Exam 3: Chapters 27, 28, 29 Flashcards
Describe life on land 445 million years ago.
About 445 million years ago, life was abundant in the ocean, but not on land. Biologists hypothesize that all land plants evolved from a common ancestor – an ancient green alga. Green algae and plants share many biochemical and metabolic traits.
What are traits that green algae and plants share?
Plants & Green Algae share: a complex multicellular eukaryote, cellulose cell walls, chlorophylls a and b in plastids, starch as a storage product, may have cells with two anterior flagella Plants (land plants): (embryophytes) develope from multicellular embryos enclosed in protective tissue.
Discuss some environmental challenges of living on land and describe how several plant adaptations meet these challenges.
A waxy cuticle prevents plant tissues from drying out and filters out UV radiation. Tiny pores (stomata) allow gas (carbon dioxide) exchange through the cuticle between the atmosphere and the interior of cells. Plant sex organs (gametangia) have a layer of nonreproductive cells that protects the gametes. The female gametangium protects the developing embryo. Xylem conducts water and dissolved minerals. Phloem conducts dissolved organic molecules such as sugar. Adaptations of land plants include a waxy cuticle to prevent water loss; multicellular gametangia; stomata; and for most plants, vascular tissues containing lignin.
Name the green algal group from which plants are hypothesized to have descended and describe supporting evidence.
Red algae, green algae, and land plants are collectively classified as archaeplastids. Molecular comparisons of DNA and RNA sequences suggest that land plants descended from a group of green algae (charophytes or stoneworts).
Describe the basic plant life cycle alternation of generations.

(Saved entries)
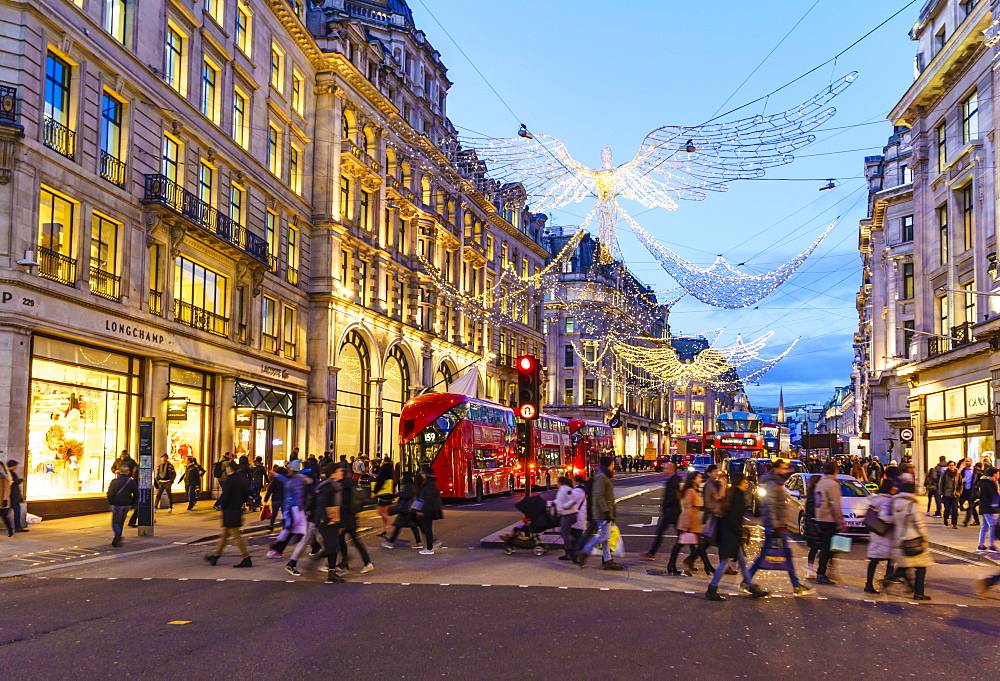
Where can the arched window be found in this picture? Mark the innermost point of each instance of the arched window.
(395, 392)
(353, 397)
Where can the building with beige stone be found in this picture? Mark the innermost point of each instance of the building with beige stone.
(213, 211)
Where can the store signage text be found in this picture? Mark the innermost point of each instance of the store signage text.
(276, 372)
(131, 331)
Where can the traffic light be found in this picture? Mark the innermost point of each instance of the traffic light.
(528, 387)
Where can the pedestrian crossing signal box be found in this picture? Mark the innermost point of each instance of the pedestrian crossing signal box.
(528, 387)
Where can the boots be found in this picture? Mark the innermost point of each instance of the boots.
(713, 594)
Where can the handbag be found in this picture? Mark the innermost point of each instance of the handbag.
(688, 538)
(840, 544)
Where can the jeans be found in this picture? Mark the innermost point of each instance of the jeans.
(950, 510)
(720, 569)
(826, 532)
(661, 528)
(602, 535)
(237, 537)
(566, 531)
(160, 489)
(365, 558)
(118, 514)
(782, 538)
(969, 496)
(988, 532)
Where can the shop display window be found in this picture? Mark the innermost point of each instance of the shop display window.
(79, 419)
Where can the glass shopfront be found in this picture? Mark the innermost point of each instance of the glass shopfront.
(954, 423)
(265, 422)
(189, 420)
(83, 408)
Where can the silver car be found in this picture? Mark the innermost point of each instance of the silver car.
(854, 500)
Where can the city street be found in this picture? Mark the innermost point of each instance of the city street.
(467, 611)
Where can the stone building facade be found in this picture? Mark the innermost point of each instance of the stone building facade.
(928, 303)
(213, 212)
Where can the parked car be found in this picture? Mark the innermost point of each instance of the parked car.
(854, 500)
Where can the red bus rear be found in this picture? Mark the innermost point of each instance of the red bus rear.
(553, 451)
(470, 444)
(590, 442)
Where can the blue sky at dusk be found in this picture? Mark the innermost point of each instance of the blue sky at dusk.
(597, 74)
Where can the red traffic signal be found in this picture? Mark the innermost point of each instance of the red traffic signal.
(528, 387)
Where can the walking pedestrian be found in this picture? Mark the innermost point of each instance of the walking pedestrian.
(405, 517)
(427, 506)
(17, 497)
(276, 494)
(931, 486)
(603, 500)
(989, 508)
(950, 489)
(235, 492)
(829, 518)
(191, 477)
(384, 490)
(123, 494)
(880, 545)
(689, 528)
(969, 475)
(5, 514)
(670, 510)
(910, 548)
(775, 515)
(165, 476)
(567, 507)
(730, 536)
(350, 506)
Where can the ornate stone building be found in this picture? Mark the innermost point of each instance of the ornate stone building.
(926, 355)
(213, 216)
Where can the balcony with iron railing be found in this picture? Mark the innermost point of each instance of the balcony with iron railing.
(159, 190)
(105, 284)
(113, 169)
(156, 302)
(56, 266)
(199, 318)
(960, 335)
(58, 137)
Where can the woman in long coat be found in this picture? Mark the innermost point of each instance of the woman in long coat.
(908, 523)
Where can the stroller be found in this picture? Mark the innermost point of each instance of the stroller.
(539, 516)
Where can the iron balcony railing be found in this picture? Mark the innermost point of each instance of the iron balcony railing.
(56, 266)
(113, 169)
(156, 302)
(188, 314)
(8, 105)
(159, 189)
(105, 284)
(58, 137)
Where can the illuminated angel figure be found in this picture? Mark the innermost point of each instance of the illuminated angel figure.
(673, 162)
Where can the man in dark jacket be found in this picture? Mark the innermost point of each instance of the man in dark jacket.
(604, 513)
(235, 491)
(427, 508)
(670, 507)
(123, 493)
(191, 477)
(165, 476)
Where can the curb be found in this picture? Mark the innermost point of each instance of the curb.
(963, 553)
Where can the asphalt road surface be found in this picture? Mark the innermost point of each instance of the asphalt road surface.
(473, 613)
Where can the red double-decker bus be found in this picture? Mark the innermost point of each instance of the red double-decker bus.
(590, 442)
(470, 444)
(553, 452)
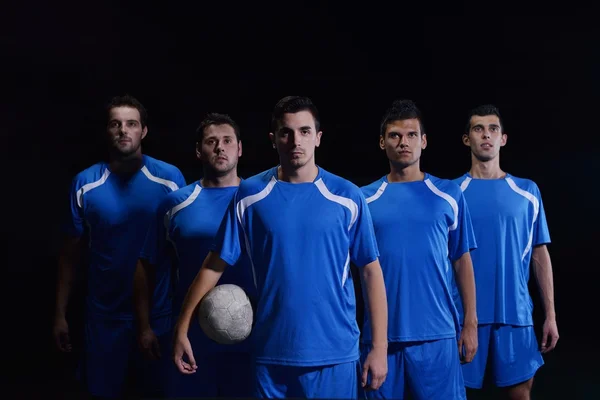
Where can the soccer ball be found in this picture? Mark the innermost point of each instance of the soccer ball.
(225, 314)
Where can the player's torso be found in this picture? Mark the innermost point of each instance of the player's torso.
(192, 231)
(502, 215)
(297, 235)
(411, 223)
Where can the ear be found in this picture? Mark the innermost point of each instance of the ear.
(198, 152)
(272, 137)
(466, 140)
(318, 138)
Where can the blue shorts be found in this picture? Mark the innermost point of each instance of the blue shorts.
(111, 357)
(513, 353)
(428, 370)
(339, 381)
(218, 375)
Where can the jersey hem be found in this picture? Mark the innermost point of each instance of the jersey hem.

Task requirements >> Using the flashcards, explain what a waxy cuticle does for land plants, in one to three sentences. The saved entries have no connection to the flashcards.

Response area >> A waxy cuticle keeps plant tissues from drying out, preventing water loss on land. It also filters out UV radiation.